↓↓↓

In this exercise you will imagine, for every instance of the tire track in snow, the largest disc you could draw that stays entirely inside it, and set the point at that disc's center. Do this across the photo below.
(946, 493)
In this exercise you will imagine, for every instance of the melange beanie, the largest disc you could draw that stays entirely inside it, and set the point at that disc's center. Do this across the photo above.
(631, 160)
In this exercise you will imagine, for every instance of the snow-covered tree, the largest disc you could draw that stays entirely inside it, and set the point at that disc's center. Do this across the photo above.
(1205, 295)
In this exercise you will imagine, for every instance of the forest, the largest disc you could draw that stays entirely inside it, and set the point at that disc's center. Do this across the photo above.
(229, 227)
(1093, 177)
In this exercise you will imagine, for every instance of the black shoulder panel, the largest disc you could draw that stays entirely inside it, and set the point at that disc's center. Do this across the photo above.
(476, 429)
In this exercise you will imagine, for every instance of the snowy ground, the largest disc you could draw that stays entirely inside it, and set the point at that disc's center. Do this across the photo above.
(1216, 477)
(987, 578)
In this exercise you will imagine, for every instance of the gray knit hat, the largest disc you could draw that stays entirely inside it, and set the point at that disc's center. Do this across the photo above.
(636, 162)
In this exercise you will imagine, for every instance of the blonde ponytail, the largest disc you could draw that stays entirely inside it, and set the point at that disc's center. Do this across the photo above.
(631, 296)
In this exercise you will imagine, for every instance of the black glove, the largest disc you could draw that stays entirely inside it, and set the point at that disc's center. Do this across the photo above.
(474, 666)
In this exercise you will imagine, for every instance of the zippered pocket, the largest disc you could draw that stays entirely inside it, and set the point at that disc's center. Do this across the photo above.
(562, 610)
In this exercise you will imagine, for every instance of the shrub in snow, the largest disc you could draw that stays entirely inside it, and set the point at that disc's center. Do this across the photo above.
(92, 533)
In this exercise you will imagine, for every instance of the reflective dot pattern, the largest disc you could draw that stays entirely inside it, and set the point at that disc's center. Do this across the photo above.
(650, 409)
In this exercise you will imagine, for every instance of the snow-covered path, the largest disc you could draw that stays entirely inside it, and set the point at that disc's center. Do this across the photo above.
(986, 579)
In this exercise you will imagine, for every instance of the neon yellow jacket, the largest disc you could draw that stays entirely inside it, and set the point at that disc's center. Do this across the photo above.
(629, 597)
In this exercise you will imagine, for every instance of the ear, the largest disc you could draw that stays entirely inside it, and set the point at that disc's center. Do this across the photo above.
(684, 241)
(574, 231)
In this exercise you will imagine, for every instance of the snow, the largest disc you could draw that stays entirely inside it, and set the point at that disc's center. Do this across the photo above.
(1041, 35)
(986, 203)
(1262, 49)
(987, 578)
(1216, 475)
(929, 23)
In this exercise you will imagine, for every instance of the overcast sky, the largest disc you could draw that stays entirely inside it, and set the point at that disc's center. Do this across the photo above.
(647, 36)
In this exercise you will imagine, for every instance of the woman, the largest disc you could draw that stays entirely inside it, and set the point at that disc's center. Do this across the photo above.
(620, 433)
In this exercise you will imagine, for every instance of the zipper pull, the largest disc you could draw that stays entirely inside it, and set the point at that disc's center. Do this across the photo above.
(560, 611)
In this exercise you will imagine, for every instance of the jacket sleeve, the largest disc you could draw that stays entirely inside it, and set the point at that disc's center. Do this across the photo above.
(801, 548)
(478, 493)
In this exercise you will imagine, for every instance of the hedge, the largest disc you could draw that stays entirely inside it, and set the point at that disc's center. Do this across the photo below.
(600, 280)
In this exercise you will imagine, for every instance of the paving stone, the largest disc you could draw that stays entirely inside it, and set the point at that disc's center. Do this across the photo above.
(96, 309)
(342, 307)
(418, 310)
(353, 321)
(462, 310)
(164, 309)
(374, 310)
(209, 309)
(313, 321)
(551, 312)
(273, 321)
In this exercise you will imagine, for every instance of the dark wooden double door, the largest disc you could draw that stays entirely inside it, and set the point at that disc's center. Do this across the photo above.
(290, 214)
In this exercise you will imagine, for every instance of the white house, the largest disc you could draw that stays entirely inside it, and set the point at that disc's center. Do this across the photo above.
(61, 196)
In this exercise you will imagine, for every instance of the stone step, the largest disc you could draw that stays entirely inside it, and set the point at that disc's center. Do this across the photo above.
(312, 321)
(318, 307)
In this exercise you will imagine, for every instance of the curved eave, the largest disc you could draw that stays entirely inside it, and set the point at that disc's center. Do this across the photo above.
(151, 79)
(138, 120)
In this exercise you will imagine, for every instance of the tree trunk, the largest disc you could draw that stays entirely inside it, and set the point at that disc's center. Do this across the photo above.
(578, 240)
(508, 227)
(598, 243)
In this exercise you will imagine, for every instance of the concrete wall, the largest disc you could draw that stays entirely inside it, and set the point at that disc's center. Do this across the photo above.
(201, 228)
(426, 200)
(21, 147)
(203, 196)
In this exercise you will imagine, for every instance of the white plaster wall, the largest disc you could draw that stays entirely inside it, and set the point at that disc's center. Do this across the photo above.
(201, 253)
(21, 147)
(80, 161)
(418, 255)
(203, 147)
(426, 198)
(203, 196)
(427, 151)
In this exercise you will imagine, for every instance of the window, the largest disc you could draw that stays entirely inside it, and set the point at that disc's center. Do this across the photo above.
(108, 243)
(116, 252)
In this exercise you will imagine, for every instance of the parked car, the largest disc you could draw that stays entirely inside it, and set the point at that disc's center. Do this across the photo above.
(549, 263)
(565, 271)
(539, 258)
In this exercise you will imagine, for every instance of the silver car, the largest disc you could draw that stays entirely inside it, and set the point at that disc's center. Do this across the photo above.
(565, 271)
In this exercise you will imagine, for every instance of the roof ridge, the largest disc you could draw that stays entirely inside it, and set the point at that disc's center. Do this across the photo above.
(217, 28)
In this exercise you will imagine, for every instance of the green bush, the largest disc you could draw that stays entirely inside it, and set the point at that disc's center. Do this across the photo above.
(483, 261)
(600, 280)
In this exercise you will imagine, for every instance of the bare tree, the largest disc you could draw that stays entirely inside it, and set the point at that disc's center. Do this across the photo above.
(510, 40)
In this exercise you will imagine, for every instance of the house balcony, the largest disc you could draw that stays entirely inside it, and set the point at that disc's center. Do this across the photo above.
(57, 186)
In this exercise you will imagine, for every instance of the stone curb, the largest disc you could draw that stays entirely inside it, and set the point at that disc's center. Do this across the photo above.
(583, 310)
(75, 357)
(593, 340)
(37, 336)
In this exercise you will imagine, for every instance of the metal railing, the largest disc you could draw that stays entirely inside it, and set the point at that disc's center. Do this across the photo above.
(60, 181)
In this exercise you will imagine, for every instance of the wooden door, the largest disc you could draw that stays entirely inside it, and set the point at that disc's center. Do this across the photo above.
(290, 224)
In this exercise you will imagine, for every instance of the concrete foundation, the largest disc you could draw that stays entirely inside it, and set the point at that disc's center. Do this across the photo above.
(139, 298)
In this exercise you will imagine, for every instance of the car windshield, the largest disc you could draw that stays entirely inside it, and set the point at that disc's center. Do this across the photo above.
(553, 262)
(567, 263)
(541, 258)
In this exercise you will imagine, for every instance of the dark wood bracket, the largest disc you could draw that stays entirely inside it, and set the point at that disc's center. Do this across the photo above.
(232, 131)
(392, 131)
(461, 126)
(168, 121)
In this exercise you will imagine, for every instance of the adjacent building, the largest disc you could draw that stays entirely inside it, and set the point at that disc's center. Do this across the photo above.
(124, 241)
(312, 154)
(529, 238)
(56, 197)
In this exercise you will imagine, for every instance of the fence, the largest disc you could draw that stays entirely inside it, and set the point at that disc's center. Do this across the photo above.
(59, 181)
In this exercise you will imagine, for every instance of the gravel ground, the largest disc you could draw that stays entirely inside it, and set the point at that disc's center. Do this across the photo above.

↑↑↑

Repeat the preceding lines exactly, please, every one of them.

In this exercise you will imagine, for every instance of the tire track in snow, the largest disc you could draw that stays entirely inside it, and set the point at that disc's center. Do this across the photo below.
(946, 493)
In this exercise you will imagine, for every instance of the melange beanie, the largest disc you could draw that stays entirely inside it, and set the point at that disc's center. Do this across the photo above.
(631, 160)
In this exercise you will imagine, for every instance of the snow-covered tree, the largest disc you could draw that stays entirely inside it, and set the point at that disc's center. Do this across the photo above.
(1205, 295)
In this exercise you will imagine, for every instance of the forest, the largest disc you could draw that stays entirely inside it, and set the point at that disc's center. Do this across the photo above.
(229, 227)
(1093, 177)
In this exercise you will imagine, for every instance of the black shoulder panel, the largest disc you could draw that stays entirely inside it, and set the point at that disc's center. Do this across the photo above.
(476, 429)
In this exercise you will imagine, for every instance of the snowy ground, the largest disc you could draw that stays entirely inside it, and set the point at that disc's center. Do this across the photo above.
(1216, 477)
(987, 578)
In this exercise you will imagine, for every instance of the gray knit hat, the largest disc you could draw that stays entirely inside it, and set the point at that disc's center. Do this across the photo above.
(636, 162)
In this exercise you will imagine, for every instance of the blonde ponytail, the largest disc you could draw that stays entirely inside it, and set the point at that disc's center. Do this across the photo above.
(631, 296)
In this exercise you will imagine, for every instance of the black glove, the largest disc you could draw that stays entirely inside it, and set the point at that disc's center. Do this across the photo above.
(474, 666)
In this exercise you will imagine, for every instance of the zippered pocket, the largest disc you could draw that stays entirely inside it, and set the point at that disc's center. Do this across the photo above.
(562, 610)
In this exercise you will imagine, for every instance of the shrub in snow, the largest disc you could draw that stays entirely inside it, and set the point at that disc's center. Do this across the photo above.
(92, 533)
In this exercise you will imagine, for every instance of the reflective dot pattern, the largest disc you could draw that stays entirely inside it, and set the point at that disc's center. Do this across the photo above.
(650, 409)
In this exercise you will imagine, for every instance of the snow-covered path, the largest disc you could draw that stays entirely inside it, and set the point at that disc's center. Do this across the photo above.
(986, 579)
In this exercise you will imagine, for every instance of the neon yellow jacket, the largest disc you could draw that stays entirely inside it, and set the point at that disc's center. Do this across the photo above.
(629, 597)
In this exercise you will imagine, for every instance of the ear, the largest disc you could draw that stays entirely inside it, and set the point at that disc's center. Do this across the photo above.
(684, 241)
(574, 231)
In this exercise you will imagine, for every instance of the snow, the largest disc you could draw that stays entirely inside it, and set the point at that disc's center. Do this across the photo above.
(1041, 35)
(986, 203)
(1262, 49)
(987, 578)
(1216, 475)
(929, 23)
In this exercise you will imagine, for every instance of the overcast sky, the largest disc you could draw that stays entirely inside it, and set the point at that disc's center. Do this across the photo above.
(647, 36)
In this exercise you will imagine, for every instance of the woman, the largest disc you could draw that stays entirely inside it, and set the point at that disc's center. Do this across the photo above.
(620, 433)
In this exercise you will imagine, for every instance of the zipper pull, the largest disc you could draw that stays entirely inside it, and set the point at that disc's center. Do this across the photo above.
(560, 611)
In this exercise you will imagine, for every instance of the jacket sleeve, the largest disc you could draw that stays entirely inside it, and set the point at that disc's center. Do this across the photo above.
(801, 548)
(478, 493)
In this exercise you will imagine, for every instance of the hedge, the largest disc you could draw that stays entirely inside it, and set the point at that disc's center. Do this across the photo below.
(600, 280)
In this exercise you will imagine, for every instance of the paving stone, the largest disc you could draw that stays entirely inside it, and set the point at that disc's center. Do this across the photo above.
(96, 309)
(342, 307)
(418, 310)
(353, 321)
(462, 310)
(164, 309)
(374, 310)
(209, 309)
(313, 321)
(551, 312)
(273, 321)
In this exercise you will imagine, for every instance of the dark wooden double door, the largest disc you could draw that stays entirely inside it, and set the point at that disc's center. Do this across the photo above.
(290, 214)
In this exercise you will imagine, for every instance of the white house, the largest disc you could draw that stays entirely inside it, and set the point at that disc's center. Do this across the photo above.
(61, 196)
In this exercise you will imagine, for every instance of the stone step, the largest disc you could draw that stays entirely inside it, and set the point at that disc's center. Do this across the photo above.
(312, 321)
(318, 307)
In this exercise you will imagine, for every instance of the curved eave, the largest disc you could draw that stays entirely inside it, and set the point at that disc's center. Do this across the photo above.
(151, 79)
(138, 120)
In this exercise you will imagine, for every instance of the tree trunk, the largest disc you could draw that stays entirely inside it, and set the point at that disc's center. Do this across the photo above.
(578, 240)
(508, 227)
(598, 243)
In this exercise you will imagine, for every instance of the concrete wall, the largest disc you could draw that stays entirely inside it, and set the point at that disc's center. Do this across the photo above.
(201, 228)
(426, 200)
(21, 147)
(203, 196)
In this exercise you will imagine, for every instance of the white plaster wall, the largest disc you could draw that stays entirely inside it, and set the point at that disc's center. Do this across the photo above.
(201, 253)
(21, 147)
(80, 161)
(418, 255)
(203, 147)
(426, 198)
(203, 196)
(427, 151)
In this exercise you will imagine, for every instance of the window, the largest disc you could draw that stays entirely inside it, and set the point at that disc's center. Do this across the photo above.
(108, 243)
(116, 252)
In this exercise you will imagine, for every instance of the parked car, the largest disc you could draw that stays entirely inside it, and set the point at that disc's center. Do this across the photo above.
(549, 263)
(565, 271)
(539, 258)
In this exercise you will imagine, for every instance of the silver car, the largest disc you could draw that stays entirely inside it, and set the point at that disc's center. Do this across the photo above.
(565, 271)
In this exercise you will imagine, for every instance of the roof ridge, the largest disc you could draw that stays entirely inside it, and set the point at that disc's center. Do this across the photo above.
(217, 28)
In this exercise you will imagine, for every instance of the green bush, the largest disc you could draw that stays entirely inside it, and set the point at that disc's center. Do this across the photo above.
(483, 261)
(600, 280)
In this exercise you will imagine, for every instance of the bare tree, the largest disc you could draw that stays entirely inside it, and set the point at that disc's center. Do this across the photo above.
(510, 40)
In this exercise you will imagine, for every instance of the house balcony, the largest disc you could draw that stays entirely inside it, and set the point at that disc's center. Do this across the photo above.
(57, 186)
In this exercise you will imagine, for every instance of the stone curb, the largest disc you could draw that stays entirely inside it, and set the point at that disc's center. Do this across the photo above.
(583, 310)
(75, 357)
(593, 340)
(37, 336)
In this exercise you will imagine, for every instance of the metal railing, the largest disc you could draw that stays entirely inside it, and set the point at that disc's center. Do this across the photo above.
(60, 181)
In this exercise you will imagine, for every instance of the wooden door, the largest disc you could draw that stays entirely inside it, and set the point at that disc's center. Do this across the photo above.
(290, 224)
In this exercise you will imagine, for every instance of the concrete foundation, the largest disc you could draw that stays entirely inside it, and set the point at that disc's center. Do this across the photo above.
(139, 298)
In this exercise you will imagine, for every instance of the car windshield, the largest disc you could draw that stays entirely inside it, and set the point at that disc's center. Do this across the photo above.
(553, 262)
(567, 263)
(541, 258)
In this exercise you will imagine, for every instance of the dark wood bracket, the largest disc you could draw that stays entirely inside it, and set the point at that disc's center. Do this across the photo above.
(232, 131)
(392, 131)
(461, 126)
(168, 121)
In this exercise you will imagine, for every instance of the adjacent building, the largest disc you could draw that stays entirely inside it, and set the point at that disc's center. Do this across the photo above.
(124, 241)
(312, 154)
(529, 238)
(56, 197)
In this exercise you will imagine, for every instance of the fence, the largest disc you could draw that stays entirely inside it, and set the point at that disc's center. Do this across the photo above.
(59, 181)
In this exercise you will imagine, for every instance of the gravel ground, the largest disc you could draw that stays entirely inside it, and set the point at that disc's center. Do this across the photo above.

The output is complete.